(Stored records)

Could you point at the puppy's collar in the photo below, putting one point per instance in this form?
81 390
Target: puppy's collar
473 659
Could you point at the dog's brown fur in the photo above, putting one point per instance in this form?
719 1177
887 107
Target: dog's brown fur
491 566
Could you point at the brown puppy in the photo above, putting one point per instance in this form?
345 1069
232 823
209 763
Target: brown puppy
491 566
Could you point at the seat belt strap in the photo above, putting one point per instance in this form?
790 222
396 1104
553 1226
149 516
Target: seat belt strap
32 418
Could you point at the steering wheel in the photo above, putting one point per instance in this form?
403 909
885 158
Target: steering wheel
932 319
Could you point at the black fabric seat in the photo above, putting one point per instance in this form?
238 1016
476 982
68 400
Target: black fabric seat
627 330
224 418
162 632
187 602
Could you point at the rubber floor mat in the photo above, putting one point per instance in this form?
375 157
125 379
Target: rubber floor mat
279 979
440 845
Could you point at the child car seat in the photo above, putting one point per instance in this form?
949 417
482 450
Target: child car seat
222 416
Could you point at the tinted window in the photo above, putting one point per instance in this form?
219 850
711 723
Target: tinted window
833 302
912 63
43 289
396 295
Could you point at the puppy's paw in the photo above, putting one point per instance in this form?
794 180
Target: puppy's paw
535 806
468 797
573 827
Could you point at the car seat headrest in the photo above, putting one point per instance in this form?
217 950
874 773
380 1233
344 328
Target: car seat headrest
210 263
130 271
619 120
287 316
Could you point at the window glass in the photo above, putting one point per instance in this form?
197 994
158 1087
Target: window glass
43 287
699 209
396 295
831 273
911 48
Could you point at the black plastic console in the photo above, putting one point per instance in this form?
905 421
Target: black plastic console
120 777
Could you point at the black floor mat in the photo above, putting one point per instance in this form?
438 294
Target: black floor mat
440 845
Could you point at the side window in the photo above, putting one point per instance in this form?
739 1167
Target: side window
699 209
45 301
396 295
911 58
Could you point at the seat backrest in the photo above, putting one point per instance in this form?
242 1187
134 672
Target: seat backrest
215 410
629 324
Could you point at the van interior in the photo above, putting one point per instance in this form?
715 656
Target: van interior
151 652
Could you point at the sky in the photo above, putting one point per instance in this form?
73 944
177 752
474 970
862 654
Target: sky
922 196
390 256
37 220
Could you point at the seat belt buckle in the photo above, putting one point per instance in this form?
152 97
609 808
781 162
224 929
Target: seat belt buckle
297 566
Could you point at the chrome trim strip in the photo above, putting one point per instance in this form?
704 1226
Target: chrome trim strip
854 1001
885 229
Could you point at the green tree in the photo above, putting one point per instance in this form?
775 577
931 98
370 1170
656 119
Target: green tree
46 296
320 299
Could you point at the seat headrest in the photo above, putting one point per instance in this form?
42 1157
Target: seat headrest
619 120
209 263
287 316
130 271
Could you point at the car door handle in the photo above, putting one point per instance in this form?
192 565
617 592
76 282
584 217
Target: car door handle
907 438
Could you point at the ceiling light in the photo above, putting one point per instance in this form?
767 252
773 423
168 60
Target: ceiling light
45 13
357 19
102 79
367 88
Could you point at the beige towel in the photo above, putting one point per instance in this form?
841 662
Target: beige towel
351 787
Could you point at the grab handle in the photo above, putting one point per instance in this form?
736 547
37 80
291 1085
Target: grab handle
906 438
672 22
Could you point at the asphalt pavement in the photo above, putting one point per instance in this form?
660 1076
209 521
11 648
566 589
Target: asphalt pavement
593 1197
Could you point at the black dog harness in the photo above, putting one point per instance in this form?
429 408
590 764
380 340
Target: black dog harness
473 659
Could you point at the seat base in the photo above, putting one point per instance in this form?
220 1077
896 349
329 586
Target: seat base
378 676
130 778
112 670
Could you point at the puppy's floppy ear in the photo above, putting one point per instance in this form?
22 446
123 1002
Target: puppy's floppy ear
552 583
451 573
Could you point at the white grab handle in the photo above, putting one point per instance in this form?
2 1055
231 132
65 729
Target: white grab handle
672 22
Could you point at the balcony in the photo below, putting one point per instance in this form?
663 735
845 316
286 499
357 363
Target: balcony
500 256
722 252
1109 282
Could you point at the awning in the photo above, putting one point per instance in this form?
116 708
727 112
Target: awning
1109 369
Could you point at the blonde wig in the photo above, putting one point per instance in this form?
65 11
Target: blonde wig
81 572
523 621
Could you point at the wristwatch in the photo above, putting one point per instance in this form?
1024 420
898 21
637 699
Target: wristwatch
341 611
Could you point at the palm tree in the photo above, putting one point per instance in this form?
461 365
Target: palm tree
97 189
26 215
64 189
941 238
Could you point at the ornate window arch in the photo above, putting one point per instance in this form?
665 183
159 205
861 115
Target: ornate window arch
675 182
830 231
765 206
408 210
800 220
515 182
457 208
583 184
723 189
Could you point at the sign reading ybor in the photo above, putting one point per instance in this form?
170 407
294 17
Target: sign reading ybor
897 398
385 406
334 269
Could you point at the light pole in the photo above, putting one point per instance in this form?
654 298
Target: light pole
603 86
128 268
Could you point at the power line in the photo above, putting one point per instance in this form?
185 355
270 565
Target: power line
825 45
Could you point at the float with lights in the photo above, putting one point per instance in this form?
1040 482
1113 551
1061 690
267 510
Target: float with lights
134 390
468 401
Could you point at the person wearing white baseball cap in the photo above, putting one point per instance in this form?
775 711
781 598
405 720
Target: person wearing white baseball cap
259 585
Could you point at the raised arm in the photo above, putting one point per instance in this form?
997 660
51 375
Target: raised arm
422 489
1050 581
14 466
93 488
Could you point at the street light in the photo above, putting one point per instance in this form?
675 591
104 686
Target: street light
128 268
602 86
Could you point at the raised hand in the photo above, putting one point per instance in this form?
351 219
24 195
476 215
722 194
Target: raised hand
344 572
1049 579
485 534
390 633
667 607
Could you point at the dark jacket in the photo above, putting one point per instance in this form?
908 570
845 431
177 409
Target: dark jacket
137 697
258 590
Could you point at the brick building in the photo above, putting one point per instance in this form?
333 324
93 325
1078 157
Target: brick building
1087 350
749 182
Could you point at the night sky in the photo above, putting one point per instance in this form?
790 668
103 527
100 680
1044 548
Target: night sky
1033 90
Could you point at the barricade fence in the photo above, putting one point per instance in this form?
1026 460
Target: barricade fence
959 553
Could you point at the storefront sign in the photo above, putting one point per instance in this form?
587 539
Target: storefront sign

— Aim of the task —
Please set down each line of the records exactly as given.

— Response area —
Could you point at the puppy's collar in the photo below, putting one point per instance in this form?
81 390
Target: puppy's collar
473 659
Could you point at the dog's brown fur in the photo above, putting one point per instance in this form?
719 1177
887 107
Target: dog's brown fur
491 566
Could you point at the brown puppy in the photo above, putting one point per instance in this form?
345 1069
232 823
209 763
Target: brown puppy
491 566
Could you point at the seat belt strap in the photo above, putting one point per instance in this form?
790 222
396 1104
553 1226
149 516
Target: seat belt strap
32 418
Could you point at the steering wheel in the photo above, putting one point per instance in this form?
403 909
885 158
Target: steering wheel
932 319
Could you point at the black fabric seat in the photo above, putting one point per instance in this form?
238 1016
476 982
68 400
Target: black fabric seat
627 330
224 418
162 632
187 602
Could you point at the rubber floor mat in the photo above, putting one point per instance in this form?
375 157
125 379
Target: rubber floor mat
279 979
440 845
Could you point at the child car seat in the photo above, putting one point per instance in this form?
949 417
482 450
Target: child car seat
222 416
Could you point at the tinted window in the photo above, putting one point per instance in this form?
219 850
711 723
Target: tinted window
833 302
912 63
43 289
396 295
Could you point at the puppy's paw in the photo above, putting one point per instance in this form?
794 180
Target: puppy's paw
535 806
468 797
573 827
Could you point at the car seat headrest in the photo above, putting one point per instance in this form?
217 950
874 773
380 1233
344 328
Target: car seat headrest
210 263
130 271
619 120
287 316
Could you point at the window glass in the photo above, putting one point per instance in this form?
197 994
158 1087
Target: window glass
43 287
699 209
396 295
831 273
911 48
Could you point at the black plastic console in the photo above, putting one point per instance in this form?
905 421
Target: black plastic console
120 777
Could you point at the black floor mat in the photo above, putting one point per instance in this form?
438 294
Target: black floor mat
440 845
Could you point at the side window in the photo above, putting one point per instance in this form?
739 1167
Target: side window
699 209
45 301
396 295
911 58
Could you point at the seat backrest in the photo above, putting one point per instance in this form?
242 1187
134 672
Target: seat backrest
215 410
629 324
Could you point at the van interior in the photo above, putting one point per instance in this form?
715 656
Target: van interior
151 652
Could you point at the sky in the photo above, putting one point per instance in this form?
73 944
177 752
474 970
862 654
Target: sky
922 196
390 256
37 220
Could you point at the seat belt buckle in the photo above, putting one point per instance in this form?
152 97
609 808
781 162
224 929
Target: seat belt buckle
297 566
Could you point at the chrome trim strip in the photo above, putting one point per instance in this form?
704 1226
Target: chrome trim strip
854 1001
885 229
Could you point at the green tree in the photo above, putting one point per instance in this form?
775 577
931 98
370 1170
656 119
Target: green tree
46 296
320 299
Could you point at the seat headrest in the photo above, putting one point per instance in this form?
42 1157
Target: seat headrest
619 120
209 263
287 316
130 271
Could you point at the car door handle in the photo above, putting one point per instance in this form?
192 565
617 592
76 282
584 217
Target: car door handle
907 438
Could you point at the ceiling light in the photo above, putting one point per instance in this form?
767 252
773 423
168 60
Target: ceiling light
45 13
357 19
102 79
367 88
Could you point at the beige towel in the photo above, putting one point per instance in this form?
841 662
Target: beige towel
351 787
Could you point at the grab handle in the photo above, putting one point per instance in this form?
736 547
37 80
291 1085
Target: grab handle
906 438
672 22
Could you point at the asphalt pavement in the photo above, putting one point per instance in this form?
660 1076
209 521
11 648
566 589
Target: asphalt pavement
593 1197
Could you point at the black dog harness in the photo above, putting one point per instance in this form?
429 408
590 764
380 340
Target: black dog harness
473 659
Could you point at the seat base in the photo above, putting one point per instance in this form?
220 1077
896 349
329 586
Target: seat base
378 676
130 778
112 670
Could you point at the puppy's floppy ear in the photo above, putting one point per instance in this form?
22 446
123 1002
Target: puppy's floppy ear
552 583
451 573
Could you point at the white grab handle in the photo above, putting one point per instance in this form?
2 1055
231 132
65 729
Target: white grab handle
672 22
Could you point at the balcony in the photo below, putting one point per instance in this form?
663 735
845 316
286 499
357 363
Target: balcony
500 256
722 252
1109 282
Could you point at the awning in the photo above, putting one point per instance in this form?
116 708
727 112
Target: awning
1109 369
Could you point at the blonde wig in the photo above, putting one point per instance in this form?
65 11
Target: blonde wig
81 572
523 621
Could you point at the wristwatch in the photo above, putting one point per instance in this form?
1024 420
898 21
637 699
Target: wristwatch
341 611
Could you point at the palm tree in the photo above, putting one point per instance in this form?
461 365
Target: palm tree
97 189
26 215
64 189
941 238
Could you point at the ornate window arch in the photo above, putting one point per instance in this form?
665 183
159 205
861 115
Target: ornate window arch
675 182
830 231
765 206
408 210
800 220
515 182
457 208
583 184
723 189
Could you point at the sign reading ybor in the photo above, putting one point per instance in this form?
170 407
294 17
Target: sign reading ybor
897 398
385 406
334 269
Could you point at the light pole in the photo above, putting one point per instance in this form?
654 298
Target: light pole
603 86
128 268
Could you point at the power line in the photo above, putting one point per instance in this form?
185 355
270 565
Target: power line
825 45
Could you point at the float with lights in the photo above, putting one point per instance in this form?
1040 482
1113 551
1061 690
267 510
Target: float with lights
134 390
468 401
Could you point at the person wearing white baseball cap in the photo above, putting one point per instance in this form?
775 711
781 598
405 720
Target: person wearing white baseball cap
259 585
Could you point at the raised arm in the photo above, putting one point per instance in this form?
997 660
51 375
Target: raised arm
422 489
1050 581
14 466
93 488
Could you point at the street light in the photo above, putting one point per instance in this form?
675 591
104 686
Target: street light
128 268
602 86
Could you point at the raised hand in the photo above, putting one point per instance in this form?
351 219
24 195
476 215
722 194
Target: raised hand
344 572
1049 579
485 534
390 633
667 607
Could you point at the dark jacket in the photo above, putting one point per instance in this form?
908 570
845 431
177 409
Target: dark jacket
137 697
258 590
Could you point at the brick building in the photo above, putting one point per instance in this form?
333 324
93 325
1078 157
Target: brick building
1087 350
749 182
Could you point at the night sky in the photo above, putting one point per instance in this form?
790 668
103 527
100 680
1044 548
Target: night sky
1033 90
Could you point at the barricade fence in the photo above, putting one point per instance in this form?
1026 460
Target: barricade fence
959 553
Could you point at the storefront sign in the photo above, putting one point per instance in this form?
587 539
Target: storefront sign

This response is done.